— START OF EXCERPT —

I have written the following code to do streaming on the GPU but i believe that my arithmetic is somehow flawed because it works for small input sizes but fails for larger ones.
Here is the code
/*
* Copyright 1993-2010 NVIDIA Corporation. All rights reserved.
*
* Please refer to the NVIDIA end user license agreement (EULA) associated
* with this source code for terms and conditions that govern your use of
* this software. Any use, reproduction, disclosure, or distribution of
* this software and related documentation outside the terms of the EULA
* is strictly prohibited.
*
*/
/* Vector addition: C = A + B.
*
* This sample is a very basic sample that implements element by element
* vector addition. It is the same as the sample illustrating Chapter 3
* of the programming guide with some additions like error checking.
*
*/
// Includes
#include <stdio.h>
#include <stdlib.h>
#include "timer.h"
#define GPU_MEM_SIZE 512*1024*1024
// Variables
float* h_A;
float* h_B;
float* h_C;
float* d_A;
float* d_B;
float* d_C;
bool noprompt = false;
// Functions
void Cleanup(void);
void RandomInit(float*, int);
// Device code
__global__ void VecAdd(const float* A, const float* B, float* C, int N)
{
int i = blockDim.x * blockIdx.x + threadIdx.x;
if (i < N)
C[i] = A[i] + B[i];
}
// Host code
int main(int argc, char** argv)

— END OF EXCERPT —
— START OF STORED ROWS —

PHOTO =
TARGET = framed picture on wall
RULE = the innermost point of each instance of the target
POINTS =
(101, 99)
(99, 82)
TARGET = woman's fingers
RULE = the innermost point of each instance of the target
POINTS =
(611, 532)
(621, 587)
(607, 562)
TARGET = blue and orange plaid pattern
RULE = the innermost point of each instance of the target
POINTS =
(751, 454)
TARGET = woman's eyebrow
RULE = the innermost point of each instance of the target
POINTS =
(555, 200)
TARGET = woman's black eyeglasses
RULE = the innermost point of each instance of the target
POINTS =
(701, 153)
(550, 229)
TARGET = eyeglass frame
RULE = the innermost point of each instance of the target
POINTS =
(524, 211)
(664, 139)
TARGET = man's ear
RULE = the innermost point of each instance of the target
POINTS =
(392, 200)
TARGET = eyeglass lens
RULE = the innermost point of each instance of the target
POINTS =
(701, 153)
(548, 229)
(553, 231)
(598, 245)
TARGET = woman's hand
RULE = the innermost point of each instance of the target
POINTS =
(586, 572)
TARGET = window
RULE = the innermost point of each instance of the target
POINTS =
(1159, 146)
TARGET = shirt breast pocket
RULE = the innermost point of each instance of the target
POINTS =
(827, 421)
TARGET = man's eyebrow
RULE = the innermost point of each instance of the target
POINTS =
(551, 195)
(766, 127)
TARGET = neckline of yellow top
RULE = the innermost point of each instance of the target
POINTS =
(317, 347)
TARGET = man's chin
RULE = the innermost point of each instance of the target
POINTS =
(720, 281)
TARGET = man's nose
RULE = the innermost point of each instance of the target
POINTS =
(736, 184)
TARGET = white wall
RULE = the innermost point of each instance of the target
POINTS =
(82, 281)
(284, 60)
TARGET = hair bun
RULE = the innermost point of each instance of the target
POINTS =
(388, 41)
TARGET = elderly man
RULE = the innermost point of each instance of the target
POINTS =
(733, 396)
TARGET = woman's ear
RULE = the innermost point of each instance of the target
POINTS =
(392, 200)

— END OF STORED ROWS —

TASK DESCRIPTION
Please pick up the forum post about GPU streaming code right after its last line, "int main(int argc, char** argv)".

REPLY TO THE EXERCISE
{
int blockSize=(GPU_MEM_SIZE/3);
int numEl=atoi(argv[1]);
// int num64=(16*1024*1024);
printf("Vector addition\n");
int N = numEl;
printf("adding two vectors of %d Elements \n",N);
timer elapsed_timer;
int size=N*sizeof(float);
// Allocate input vectors h_A and h_B in host memory
h_A = (float*)malloc(size);
if (h_A == 0) Cleanup();
h_B = (float*)malloc(size);
if (h_B == 0) Cleanup();
h_C = (float*)malloc(size);
if (h_C == 0) Cleanup();
printf("allocated host memory \n");
// Initialize input vectors
RandomInit(h_A, N);
RandomInit(h_B, N);
printf("initialized host memory \n");
// Allocate vectors in device memory
cudaMalloc((void**)&d_A, blockSize) ;
cudaMalloc((void**)&d_B, blockSize) ;
cudaMalloc((void**)&d_C, blockSize) ;
printf("allocated device memory \n");
int iter=0;
int numElRem=N-(blockSize/sizeof(float))*iter;
for (iter=0;numElRem>0;iter++){
numElRem=N-(blockSize/sizeof(float))*iter;
// Copy vectors from host memory to device memory
cudaMemcpy(d_A, h_A+blockSize*iter, numElRem*sizeof(float), cudaMemcpyHostToDevice) ;
cudaMemcpy(d_B, h_B+blockSize*iter, numElRem*sizeof(float), cudaMemcpyHostToDevice) ;
// Invoke kernel
int numElKernel=(numElRem>blockSize/sizeof(float))?blockSize/sizeof(float):numElRem;
int threadsPerBlock = 256;
int blocksPerGrid = (N + threadsPerBlock - 1) / threadsPerBlock;
VecAdd<<<blocksPerGrid, threadsPerBlock>>>(d_A, d_B, d_C, numElKernel);
// Copy result from device memory to host memory
// h_C contains the result in host memory
cudaMemcpy(h_C+blockSize*iter, d_C, numElRem*sizeof(float), cudaMemcpyDeviceToHost) ;
}
float elapsed_time=elapsed_timer.milliseconds_elapsed();
// Verify result
int i;
for (i = 0; i < N; ++i) {
float sum = h_A[i] + h_B[i];
if (fabs(h_C[i] - sum) > 1e-5)
break;
}
printf("%s\n", (i == N) ? "PASSED" : "FAILED");
printf("time elapsed in milliseconds is %f \n",elapsed_time);
Cleanup();
}
void Cleanup(void)
{
// Free device memory
if (d_A)
cudaFree(d_A);
if (d_B)
cudaFree(d_B);
if (d_C)
cudaFree(d_C);
// Free host memory
if (h_A)
free(h_A);
if (h_B)
free(h_B);
if (h_C)
free(h_C);
cudaDeviceReset();
exit(0);
}
// Allocates an array with random float entries.
void RandomInit(float* data, int n)
{
for (int i = 0; i < n; ++i)
data[i] = rand() / (float)RAND_MAX;
}
Any help will be appreciated.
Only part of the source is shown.